[Data shown start]

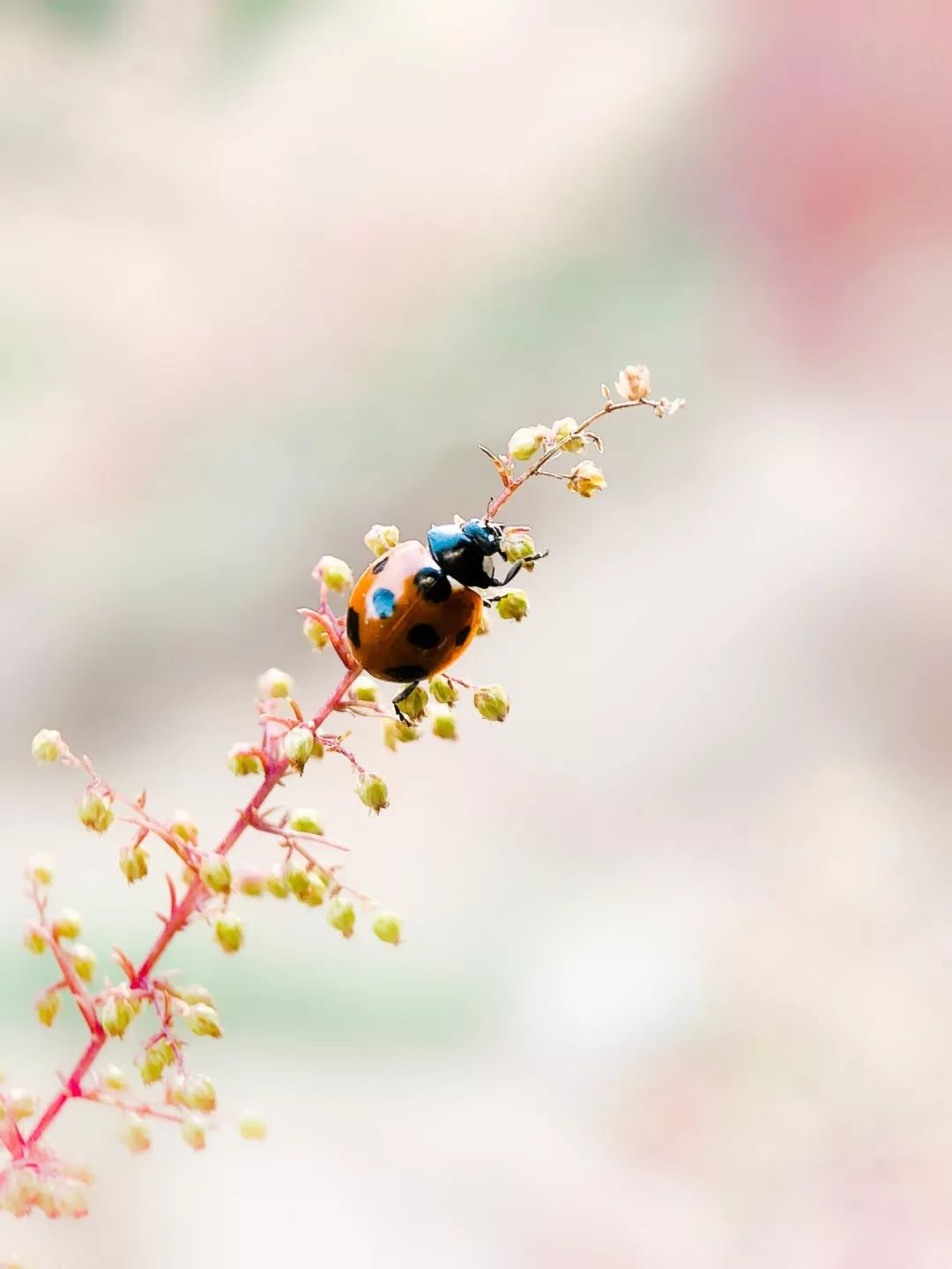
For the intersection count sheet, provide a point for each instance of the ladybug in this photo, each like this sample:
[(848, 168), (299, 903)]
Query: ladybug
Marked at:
[(417, 608)]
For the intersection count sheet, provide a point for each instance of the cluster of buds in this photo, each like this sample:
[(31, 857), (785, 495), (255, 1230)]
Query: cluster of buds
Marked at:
[(289, 743)]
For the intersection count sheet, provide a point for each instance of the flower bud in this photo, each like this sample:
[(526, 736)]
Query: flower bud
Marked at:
[(252, 1128), (22, 1104), (372, 792), (203, 1020), (634, 382), (297, 746), (341, 916), (445, 726), (48, 1006), (413, 707), (387, 928), (278, 882), (196, 995), (118, 1013), (230, 931), (443, 690), (95, 810), (398, 733), (133, 862), (525, 442), (586, 479), (243, 760), (563, 434), (33, 941), (133, 1132), (492, 702), (275, 684), (67, 925), (193, 1131), (252, 884), (316, 633), (199, 1094), (316, 890), (113, 1078), (514, 606), (365, 690), (216, 872), (84, 961), (40, 870), (184, 826), (382, 537), (335, 574), (47, 745)]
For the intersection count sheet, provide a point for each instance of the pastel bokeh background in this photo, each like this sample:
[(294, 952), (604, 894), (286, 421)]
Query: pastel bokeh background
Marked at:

[Data shown end]

◆ Do this ◆
Copy every item above word for word, with the pictures left out.

◆ Result of the task ◆
For the intersection count sheet, provide a point for each instance of the ladybug in this photo, each like this sample:
[(848, 168), (299, 903)]
Query: ladybug
Marked at:
[(417, 608)]
For the intersection count sheet, provide a point for each instance of the cluster of buds in this photo, each like this sample:
[(31, 857), (785, 495), (255, 1230)]
Query: cluster of buds
Marked at:
[(289, 743)]
For the intersection count sheet, provide a point for each instance of the flower bud in this photo, each like this sample:
[(526, 736)]
Query: flower bud
Marked at:
[(252, 1128), (22, 1104), (372, 792), (203, 1020), (634, 382), (297, 746), (341, 916), (445, 726), (48, 1006), (413, 707), (387, 928), (278, 882), (196, 995), (118, 1013), (230, 931), (443, 690), (95, 810), (398, 733), (133, 862), (525, 442), (586, 479), (243, 760), (563, 434), (33, 941), (133, 1132), (492, 702), (275, 684), (67, 925), (193, 1131), (252, 884), (316, 633), (199, 1094), (316, 890), (113, 1078), (514, 606), (365, 690), (216, 872), (84, 961), (40, 870), (184, 826), (382, 537), (335, 574), (47, 745)]
For the intersection count sheet, provide a point for each instance of the pastel bokeh background in this photo, each like this sample:
[(294, 952), (604, 894), (286, 421)]
Query: pastel bokeh background
Marked at:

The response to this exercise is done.